[Text passage]
---*---
The operating result (EBIT) in life and health reinsurance declined by 16.4% to EUR 179.1 million (EUR 214.2 million) owing to the further pandemic-related strains. Net income contracted by 44.4% to EUR 104.8 million (EUR 188.4 million).
Investments: Annualised return on investment ahead of full-year target
The portfolio of assets under own management increased as at 30 June 2021 to EUR 52.8 billion (31 December 2020: EUR 49.0 billion). Decreases in the fair value of fixed-income securities were more than offset by, among other things, positive exchange rate effects and the inflow of cash from issuance of a subordinated bond. Driven primarily by the rise in interest rates, the unrealised gains in the fixed-income portfolio as at the end of June contracted to EUR 1.8 billion (31 December 2020: EUR 2.6 billion).
Income from assets under own management increased by 5.6% to EUR 693.7 million (EUR 656.8 million). The resulting annualised return amounted to 2.7% and was thus ahead of the full-year target of around 2.4%. Total investment income improved on the previous year by 9.2% to EUR 865.8 million (EUR 793.1 million).
Shareholders' equity: Annualised return on equity comfortably above minimum full-year target
The shareholders' equity of Hannover Re reached EUR 11.1 billion as at the end of the first half-year (31 December 2020: EUR 11.0 billion). The annualised return on equity thus amounted to 12.2% (31 December 2020: 8.2%), clearly surpassing the minimum target of 900 basis points above the risk-free interest rate. The book value per share stood at EUR 91.63 (31 December 2020: EUR 91.17).
The capital adequacy ratio under Solvency II, which measures Hannover Re's risk-carrying capacity, amounted to 250% as at the end of June. This figure is comfortably above the limit of 180% and the internal threshold of 200%.
"We offer our customers the high-quality reinsurance protection they really need in challenging times like these," Henchoz said. "This has been further underscored by the rating agencies Standard & Poor’s and A.M. Best, which again confirmed our financial strength ratings of AA- ("Very Strong") and A+ ("Superior")."
Outlook for 2021: Hannover Re confirms all full-year guidance after successful first half-year
On the Group level Hannover Re continues to expect net income in the range of EUR 1.15 billion to EUR 1.25 billion for the 2021 financial year, together with a return on investment of around 2.4% and gross premium growth for the Group in the upper single-digit percentages adjusted for exchange rate effects.
---*---
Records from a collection
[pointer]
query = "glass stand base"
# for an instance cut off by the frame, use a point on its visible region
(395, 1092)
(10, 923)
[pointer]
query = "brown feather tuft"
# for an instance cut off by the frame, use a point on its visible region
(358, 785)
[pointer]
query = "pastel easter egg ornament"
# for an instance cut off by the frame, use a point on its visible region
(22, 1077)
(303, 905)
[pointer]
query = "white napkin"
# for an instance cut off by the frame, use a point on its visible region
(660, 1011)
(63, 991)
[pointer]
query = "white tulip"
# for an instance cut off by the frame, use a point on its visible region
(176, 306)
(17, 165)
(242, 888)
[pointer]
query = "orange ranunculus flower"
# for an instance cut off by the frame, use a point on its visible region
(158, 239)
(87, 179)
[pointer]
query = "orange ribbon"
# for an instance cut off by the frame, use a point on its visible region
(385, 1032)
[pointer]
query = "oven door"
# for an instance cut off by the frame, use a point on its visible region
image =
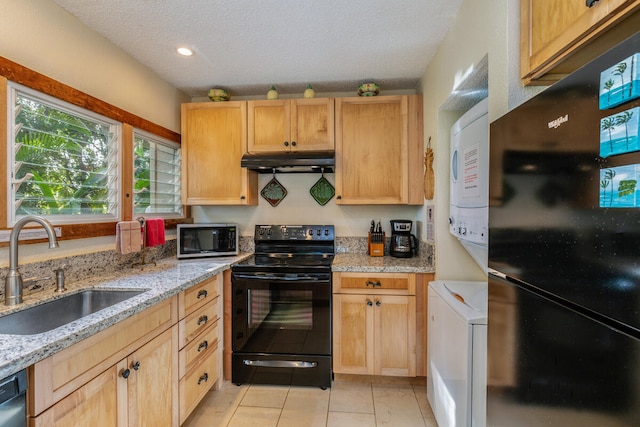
(279, 313)
(281, 329)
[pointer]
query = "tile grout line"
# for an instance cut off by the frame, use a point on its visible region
(235, 405)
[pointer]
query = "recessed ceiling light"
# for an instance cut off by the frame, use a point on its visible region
(185, 51)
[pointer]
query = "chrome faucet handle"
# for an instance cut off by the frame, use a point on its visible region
(60, 278)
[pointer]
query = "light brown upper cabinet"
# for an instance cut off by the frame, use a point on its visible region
(291, 125)
(379, 150)
(214, 138)
(558, 37)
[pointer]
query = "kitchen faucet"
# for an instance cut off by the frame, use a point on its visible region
(13, 281)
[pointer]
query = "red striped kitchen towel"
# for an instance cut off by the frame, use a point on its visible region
(154, 231)
(128, 237)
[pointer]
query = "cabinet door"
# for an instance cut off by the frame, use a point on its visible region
(312, 124)
(153, 383)
(214, 138)
(551, 30)
(94, 404)
(379, 150)
(395, 340)
(353, 344)
(269, 125)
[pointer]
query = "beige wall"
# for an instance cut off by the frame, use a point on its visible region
(42, 36)
(480, 28)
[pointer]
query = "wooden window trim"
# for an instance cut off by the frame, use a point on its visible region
(11, 71)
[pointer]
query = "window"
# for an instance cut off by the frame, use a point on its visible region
(156, 176)
(62, 162)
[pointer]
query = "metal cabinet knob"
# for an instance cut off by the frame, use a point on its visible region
(204, 377)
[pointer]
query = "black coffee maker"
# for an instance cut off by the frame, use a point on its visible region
(403, 243)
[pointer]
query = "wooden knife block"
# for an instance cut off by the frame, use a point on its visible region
(376, 244)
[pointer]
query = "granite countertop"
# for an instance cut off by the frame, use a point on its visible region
(167, 278)
(386, 264)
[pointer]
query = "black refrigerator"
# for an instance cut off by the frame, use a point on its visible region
(564, 251)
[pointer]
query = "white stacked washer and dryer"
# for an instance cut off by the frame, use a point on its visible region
(457, 329)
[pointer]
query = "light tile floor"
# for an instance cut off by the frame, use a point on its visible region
(345, 404)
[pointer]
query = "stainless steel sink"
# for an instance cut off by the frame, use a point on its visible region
(48, 316)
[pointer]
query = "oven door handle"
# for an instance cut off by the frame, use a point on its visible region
(280, 363)
(281, 278)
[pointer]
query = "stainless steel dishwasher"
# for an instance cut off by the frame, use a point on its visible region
(13, 400)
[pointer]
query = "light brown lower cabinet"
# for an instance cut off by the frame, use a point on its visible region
(379, 324)
(200, 341)
(149, 370)
(125, 375)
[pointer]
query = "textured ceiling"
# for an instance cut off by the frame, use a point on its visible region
(245, 46)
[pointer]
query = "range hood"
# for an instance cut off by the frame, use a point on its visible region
(289, 162)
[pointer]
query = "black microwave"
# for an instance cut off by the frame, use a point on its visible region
(207, 240)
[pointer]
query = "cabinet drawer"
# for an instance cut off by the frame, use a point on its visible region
(197, 296)
(197, 382)
(383, 283)
(199, 348)
(196, 322)
(58, 375)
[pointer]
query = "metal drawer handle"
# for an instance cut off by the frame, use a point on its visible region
(203, 346)
(204, 377)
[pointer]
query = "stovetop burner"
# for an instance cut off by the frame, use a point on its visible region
(291, 246)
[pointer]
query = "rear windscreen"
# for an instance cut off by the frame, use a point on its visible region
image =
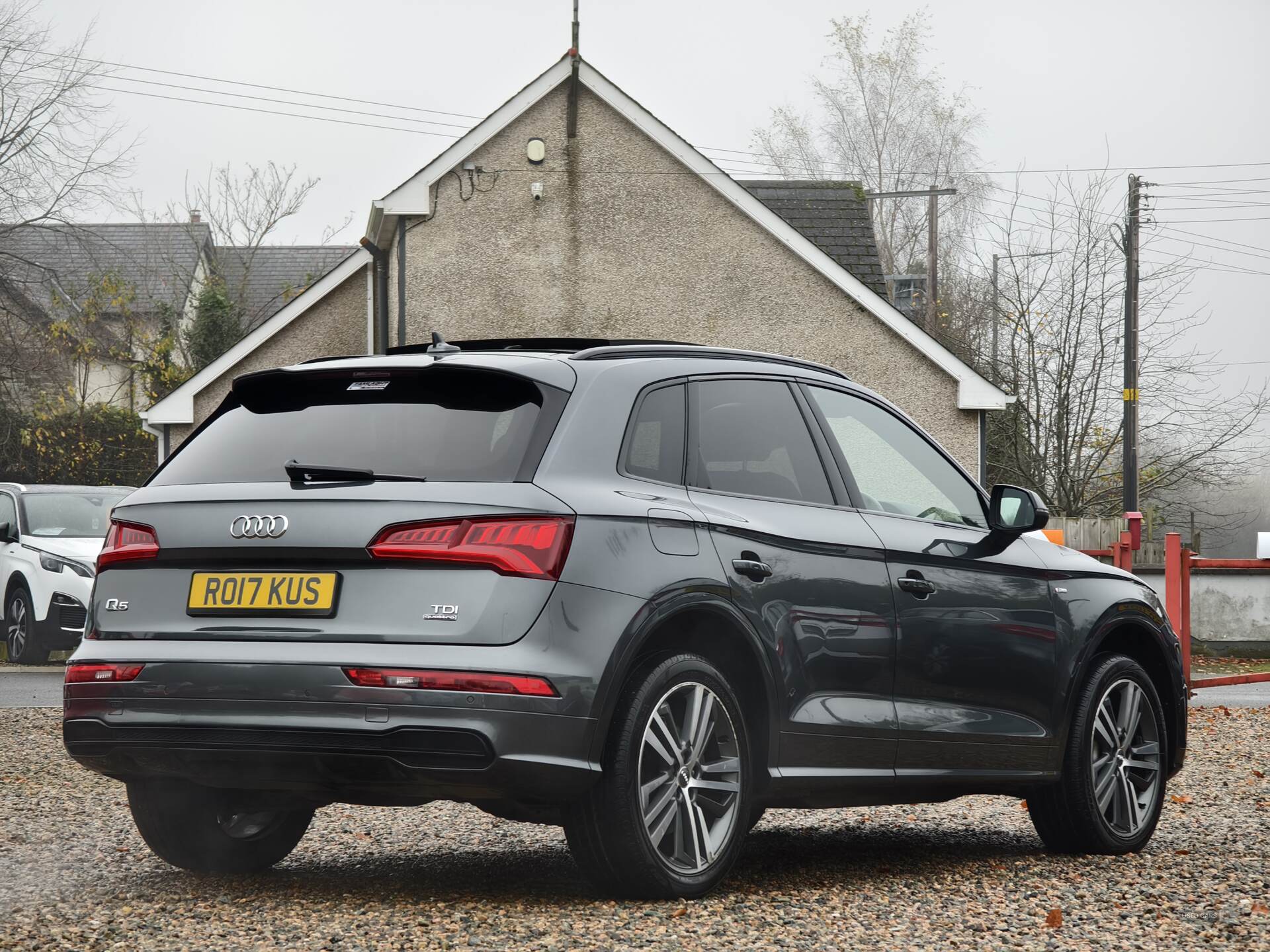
(446, 426)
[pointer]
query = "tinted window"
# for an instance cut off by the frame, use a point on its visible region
(752, 440)
(67, 514)
(894, 467)
(459, 426)
(654, 442)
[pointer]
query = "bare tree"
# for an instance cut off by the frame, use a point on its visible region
(60, 157)
(244, 210)
(883, 117)
(1061, 354)
(230, 216)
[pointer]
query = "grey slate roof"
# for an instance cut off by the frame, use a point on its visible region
(158, 259)
(832, 216)
(267, 277)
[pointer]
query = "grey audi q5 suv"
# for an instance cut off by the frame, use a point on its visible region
(642, 590)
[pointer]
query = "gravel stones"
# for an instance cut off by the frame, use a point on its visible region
(967, 873)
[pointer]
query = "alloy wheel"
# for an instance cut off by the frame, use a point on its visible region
(690, 777)
(1126, 758)
(17, 634)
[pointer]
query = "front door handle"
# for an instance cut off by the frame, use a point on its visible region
(752, 569)
(919, 587)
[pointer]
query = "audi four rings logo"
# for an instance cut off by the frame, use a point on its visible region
(258, 526)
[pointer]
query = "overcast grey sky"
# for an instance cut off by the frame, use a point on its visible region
(1061, 84)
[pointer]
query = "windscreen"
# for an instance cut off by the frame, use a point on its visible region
(444, 426)
(69, 514)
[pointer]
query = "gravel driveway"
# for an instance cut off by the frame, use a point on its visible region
(968, 873)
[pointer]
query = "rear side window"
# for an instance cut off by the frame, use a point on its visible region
(447, 426)
(751, 438)
(654, 441)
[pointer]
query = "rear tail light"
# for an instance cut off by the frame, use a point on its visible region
(98, 673)
(532, 546)
(126, 542)
(470, 682)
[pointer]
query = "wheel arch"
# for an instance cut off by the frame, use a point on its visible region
(17, 580)
(715, 629)
(1137, 635)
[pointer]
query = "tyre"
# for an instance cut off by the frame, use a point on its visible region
(19, 626)
(1113, 785)
(211, 830)
(671, 811)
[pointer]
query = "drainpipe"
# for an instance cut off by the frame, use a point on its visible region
(402, 281)
(381, 294)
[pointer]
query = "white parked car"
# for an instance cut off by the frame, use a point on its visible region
(50, 537)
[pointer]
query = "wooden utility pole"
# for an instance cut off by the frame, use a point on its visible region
(933, 240)
(1132, 245)
(933, 262)
(572, 125)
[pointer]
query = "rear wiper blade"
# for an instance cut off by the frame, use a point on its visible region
(312, 473)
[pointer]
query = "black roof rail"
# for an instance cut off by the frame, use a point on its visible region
(335, 357)
(701, 352)
(564, 346)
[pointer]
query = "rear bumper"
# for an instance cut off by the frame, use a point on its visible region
(63, 625)
(333, 750)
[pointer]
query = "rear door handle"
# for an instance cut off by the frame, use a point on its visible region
(752, 569)
(919, 587)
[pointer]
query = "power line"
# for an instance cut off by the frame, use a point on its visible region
(1218, 248)
(290, 102)
(1227, 241)
(1206, 182)
(1209, 221)
(253, 85)
(276, 112)
(992, 172)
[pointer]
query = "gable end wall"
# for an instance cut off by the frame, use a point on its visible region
(626, 243)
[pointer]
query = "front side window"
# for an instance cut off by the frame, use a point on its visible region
(751, 440)
(69, 514)
(8, 510)
(894, 467)
(654, 442)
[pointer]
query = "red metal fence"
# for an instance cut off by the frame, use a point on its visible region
(1179, 564)
(1177, 568)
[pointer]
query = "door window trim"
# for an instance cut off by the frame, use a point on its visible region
(693, 462)
(630, 432)
(849, 477)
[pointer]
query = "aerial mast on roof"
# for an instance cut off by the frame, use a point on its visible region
(573, 78)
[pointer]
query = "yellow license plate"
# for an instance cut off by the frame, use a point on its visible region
(263, 593)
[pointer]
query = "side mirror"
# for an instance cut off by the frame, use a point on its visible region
(1016, 510)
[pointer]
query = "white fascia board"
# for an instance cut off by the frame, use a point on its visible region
(148, 428)
(178, 407)
(413, 198)
(974, 393)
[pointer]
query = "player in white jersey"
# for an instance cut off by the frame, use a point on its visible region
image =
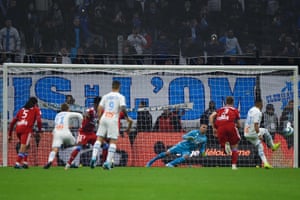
(62, 134)
(109, 109)
(254, 134)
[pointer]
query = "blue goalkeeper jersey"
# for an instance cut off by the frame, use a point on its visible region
(192, 140)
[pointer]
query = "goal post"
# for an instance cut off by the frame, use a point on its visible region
(168, 90)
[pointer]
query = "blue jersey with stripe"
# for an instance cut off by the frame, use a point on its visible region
(192, 141)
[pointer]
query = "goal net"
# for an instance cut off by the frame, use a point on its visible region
(164, 102)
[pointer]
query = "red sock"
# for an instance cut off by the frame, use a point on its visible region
(20, 157)
(234, 156)
(25, 158)
(73, 156)
(104, 154)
---*---
[Directions]
**1)** Repeat the passage on Hannover Re's half-year results from "The capital adequacy" up to and including "threshold of 200%.".
**2)** Go on with the passage on Hannover Re's half-year results, picking up after its final sentence.

[Results for the exercise]
**1)**
The capital adequacy ratio under Solvency II, which measures Hannover Re's risk-carrying capacity, amounted to 250% as at the end of June. This figure is comfortably above the limit of 180% and the internal threshold of 200%.

**2)**
Hannover Re envisages an unchanged payout ratio for the ordinary dividend in the range of 35% to 45% of its IFRS Group net income. The ordinary dividend will be supplemented by payment of a special dividend subject to a continued comfortable level of capitalisation and Group net income within the bounds of expectations.
Achievement of the earnings guidance is dependent on major loss expenditure not significantly exceeding the budgeted level of EUR 1.1 billion and assumes that there are no exceptional distortions on capital markets.
Following the end of the second quarter parts of Germany, Belgium, the Netherlands, Switzerland and Austria were devastated by heavy rainfall and flooding. Following an initial analysis of the damage Hannover Re’s net expenditure is expected at EUR 200 million to EUR 250 million. For the second half of the year indications are also already emerging of losses from the riots in South Africa.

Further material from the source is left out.